### TASK TO COMPLETE
Reproduce the entire listing below without alteration, omitting the pictures.

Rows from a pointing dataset

● ● ● ●

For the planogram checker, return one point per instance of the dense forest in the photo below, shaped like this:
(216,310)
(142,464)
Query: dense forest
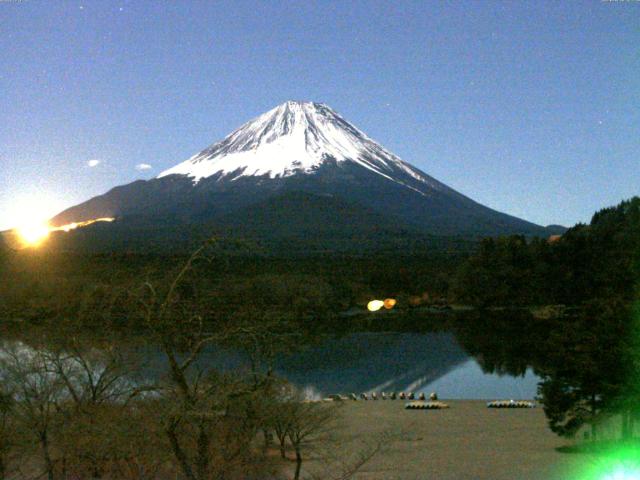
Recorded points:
(587,348)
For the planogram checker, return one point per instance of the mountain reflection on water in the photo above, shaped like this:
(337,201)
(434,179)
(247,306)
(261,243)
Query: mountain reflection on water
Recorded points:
(365,362)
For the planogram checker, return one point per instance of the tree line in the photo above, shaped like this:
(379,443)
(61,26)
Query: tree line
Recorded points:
(587,350)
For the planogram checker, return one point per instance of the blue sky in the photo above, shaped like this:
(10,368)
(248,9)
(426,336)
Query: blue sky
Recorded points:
(531,108)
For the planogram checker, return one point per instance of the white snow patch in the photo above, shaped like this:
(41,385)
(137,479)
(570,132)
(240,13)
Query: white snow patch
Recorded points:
(293,138)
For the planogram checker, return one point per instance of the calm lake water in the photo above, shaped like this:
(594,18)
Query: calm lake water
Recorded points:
(373,362)
(366,362)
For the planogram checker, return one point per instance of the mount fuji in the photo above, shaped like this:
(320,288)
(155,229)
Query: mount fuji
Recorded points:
(299,171)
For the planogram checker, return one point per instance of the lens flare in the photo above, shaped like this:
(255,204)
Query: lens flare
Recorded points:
(375,305)
(33,234)
(623,473)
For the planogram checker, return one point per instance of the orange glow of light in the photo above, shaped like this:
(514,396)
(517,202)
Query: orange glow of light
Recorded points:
(34,233)
(375,305)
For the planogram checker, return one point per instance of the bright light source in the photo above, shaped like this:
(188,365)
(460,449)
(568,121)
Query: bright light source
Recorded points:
(33,234)
(375,305)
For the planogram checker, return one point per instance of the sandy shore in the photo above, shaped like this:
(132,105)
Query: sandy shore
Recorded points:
(467,441)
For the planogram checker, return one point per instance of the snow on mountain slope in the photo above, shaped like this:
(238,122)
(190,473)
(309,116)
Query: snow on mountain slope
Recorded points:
(294,138)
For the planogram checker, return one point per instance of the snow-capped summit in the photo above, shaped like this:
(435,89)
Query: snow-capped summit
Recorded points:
(294,137)
(299,170)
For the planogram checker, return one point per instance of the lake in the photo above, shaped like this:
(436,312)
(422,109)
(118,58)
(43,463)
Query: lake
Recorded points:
(368,362)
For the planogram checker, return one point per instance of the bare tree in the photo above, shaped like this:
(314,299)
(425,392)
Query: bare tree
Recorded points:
(201,405)
(39,398)
(7,430)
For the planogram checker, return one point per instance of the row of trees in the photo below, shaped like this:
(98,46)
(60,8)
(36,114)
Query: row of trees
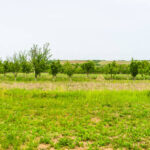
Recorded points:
(38,60)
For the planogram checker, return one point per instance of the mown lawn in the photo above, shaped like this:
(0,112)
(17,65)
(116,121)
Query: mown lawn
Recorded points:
(34,119)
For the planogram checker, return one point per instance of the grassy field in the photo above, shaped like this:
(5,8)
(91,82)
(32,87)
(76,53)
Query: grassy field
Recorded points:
(79,114)
(64,78)
(107,119)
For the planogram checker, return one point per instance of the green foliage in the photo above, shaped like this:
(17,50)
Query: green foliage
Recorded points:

● ● ● ●

### RESPONSE FOR THIS EXERCISE
For the planogram checker, return one point per instance of the dense forest in the photo below, shaped like this:
(216,310)
(142,464)
Query: dense forest
Recorded points:
(587,348)
For the planogram checker, return one point per instance of the mountain reflection on water in the photo above, shaped like this:
(337,201)
(434,179)
(247,306)
(261,243)
Query: mountain reflection on water
Recorded points:
(365,362)
For the planogram checker, return one point per instance of the tree line in the photo above, shaped like this:
(379,443)
(61,26)
Query: tree line
Recorded points:
(587,350)
For the planogram checker, return one point per instance of the blue sky in the photo above, shaped like this:
(10,368)
(248,9)
(426,336)
Query: blue sky
Recorded points:
(531,108)
For the planogram checker, return one point per instance of the white snow patch in the photo above, shaped like this:
(41,385)
(137,479)
(570,132)
(240,13)
Query: white snow patch
Recorded points:
(293,138)
For the planogram checker, return one point per instance of the calm lake water in the photo above, shaped like this:
(594,18)
Query: calm lake water
Recorded points:
(373,362)
(366,362)
For the planogram checker, return one point per instance of the mount fuji in the photo above, shaped like this:
(320,288)
(155,229)
Query: mount fuji
Recorded points:
(299,171)
For the planogram checker, return one point per instance of the lens flare in the photo above, shaped like this:
(255,204)
Query: lens flare
Recorded points:
(375,305)
(33,234)
(623,473)
For the planogram checker, return one point per instance of the orange glow of light in the photo above, shaped like this:
(514,396)
(517,202)
Query: orange glow of light
Recorded points:
(34,233)
(375,305)
For the planogram checker, return one point per instance of the bright light source in the photo above, shaped like this:
(188,365)
(460,449)
(568,121)
Query: bright light source
Recorded points:
(33,234)
(375,305)
For the planogram checker, return one point per instance of the sandy shore in the photo above, shaped like this:
(132,105)
Query: sandy shore
Recorded points:
(467,441)
For the planogram checker, return one point per instance of the snow on mountain slope in the photo above, shaped like this:
(238,122)
(190,473)
(309,116)
Query: snow on mountain slope
Recorded points:
(294,138)
For the planogram checker, return one point per instance of the snow-capped summit in the photo above, shaped like this:
(435,89)
Query: snow-capped summit
Recorded points:
(294,137)
(299,170)
For the planogram checker, return one point per instance of the lake in the photo above, shaped like this:
(436,312)
(422,109)
(118,58)
(43,463)
Query: lake
Recorded points:
(368,362)
For the planogram checker, return one point per instance of the bare tree in the photo above, shaped like this:
(314,299)
(425,392)
Query: bare tree
Recorded points:
(201,405)
(39,398)
(7,430)
For the planogram checker, return one point per instance of the row of trees in the photo below, shaped like this:
(98,46)
(60,8)
(36,114)
Query: row of trees
Recorded points:
(38,60)
For the planogram checker, return one point per instance of the mown lawn in the photo above, shaped like this:
(0,112)
(17,65)
(116,121)
Query: mown lawn
Recorded points:
(34,119)
For the planogram checker, return one point per instance of the grassy field in the photo above, shaped like this:
(5,8)
(91,82)
(32,87)
(76,53)
Query: grassy field
Recorded points:
(79,114)
(64,78)
(107,119)
For the planogram checker, return one point per instance of the green foliage in the photo above, shaped like this:
(17,50)
Query: green foliage
Recorded points:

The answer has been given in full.